BEGIN PASSAGE
Are we to the part where you are just throwing out terminology?

Are you really digging in this hard? Virtually everything written about optimizing memory allocations is about doing it less.

Even this article is about decreasing memory allocations for performance. You made a claim that is very unsound in a pragmatic sense and anyone with experience would recognize that. You can just own up to that instead of going into a territory of wild claims and diversions.

chrisseaton · on March 13, 2021

> You can just own up to that instead of going into a territory of wild claims and diversions.

Mate I don’t know why you’ve gotten so worked up and aggressive about this.

But if you think I don’t know what I’m talking about despite all my work and publications on the subject then feel free to ignore me and go about your day happily.

CyberDildonics · on March 13, 2021

No one is being worked up or aggressive, but I suppose this is the 'focus on how it was said' part.

To recap you started with a bold claim and instead of confronting or explaining the large holes you repeated the same thing more forcefully, gish galloped onto irrelevant issues, directly contradicted yourself with your own example, made an even greater claim about more allocations being faster, then moved on to calling me "aggressive".

Why not just confront the actual topic and the actual points I made? Why work so hard to avoid them?

kragen · on March 20, 2021

Your comment is false from beginning to end, which I suppose is to be expected from a GPT-2-driven Eliza bot.

kragen · on March 13, 2021

> Anyone with experience optimizing knows this is not true...This is where you have a deep misconception. …Do you profile your programs?

There's Dunning–Kruger, and then there's Dunning–Kruger of the level "telling a guy whose Ph.D. dissertation, Specialising Dynamic Techniques for Implementing The Ruby Programming Language, is about code optimization on GraalVM, that he has a deep misconception, and questioning whether he has any experience optimizing".

I repeat my complaint about "the climate of boastful intellectual vacuity this site fosters."

CyberDildonics · on March 14, 2021

You realize this person that you are calling an expert claimed that they optimize software by putting tiny memory allocations into their tight loops right?

I'm not really sure how anything I'm saying is even controversial unless someone is desperate for it to be.

Anyone who has profiled and optimized software has experience weeding out excessive memory allocations since it is almost always the lowest hanging fruit.

No matter how fast allocating a few bytes is, doing what you are ultimately trying to do with those bytes is much faster.
END PASSAGE
ASSIGNED TASK 1. Reproduce verbatim the part of the memory allocation thread that opens with the words containing "kragen · on March 20, 2021" and closes with "profile your programs?".
ASSIGNED TASK 2.
Answer these questions about the memory allocation thread:
(a) What is the title of the Ph.D. dissertation that kragen mentions?
(b) According to CyberDildonics, what is almost always the lowest hanging fruit for anyone who has profiled and optimized software?
(c) On what date did kragen post the comment calling another comment "false from beginning to end"?
ASSIGNED TASK 3. Write the next reply in the memory allocation thread, picking up after its final sentence.
BEGIN COLLECTED DATA
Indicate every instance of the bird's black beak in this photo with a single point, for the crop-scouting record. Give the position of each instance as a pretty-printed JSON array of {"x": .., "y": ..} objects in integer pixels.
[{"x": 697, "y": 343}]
END COLLECTED DATA
OUTPUT 1.
kragen · on March 20, 2021

Your comment is false from beginning to end, which I suppose is to be expected from a GPT-2-driven Eliza bot.

kragen · on March 13, 2021

> Anyone with experience optimizing knows this is not true...This is where you have a deep misconception. …Do you profile your programs?

OUTPUT 2.
(a) Specialising Dynamic Techniques for Implementing The Ruby Programming Language
(b) Weeding out excessive memory allocations
(c) March 20, 2021

OUTPUT 3.
Allocating 8 bytes in 150 cycles might seem fast, until you realize that modern CPUs can deal with multiple integers or floats on every single cycle.

A 12 year old CPU can allocate space for, and add together well over 850 million floats to 850 million other floats in a single second on a single core. You can download ISPC and verify this for yourself. By your own numbers, the allocation alone would take about a minute and a half.

Neither of you has confronted this. I'm actually fascinated by the lengths you both have gone to specifically to avoid confronting this. Saying that lots of small allocations has no impact on speed is counter to basically all optimization advice and here I have explained why that is.

chrisseaton · on March 14, 2021

> You realize this person that you are calling an expert claimed that they optimize software by putting tiny memory allocations into their tight loops right?

You're either misunderstanding, or pretending to misunderstand for some reason.

What I said was that allocating fresh objects and using those can be faster than re-using stale objects in some failed attempt to optimise by reducing allocations.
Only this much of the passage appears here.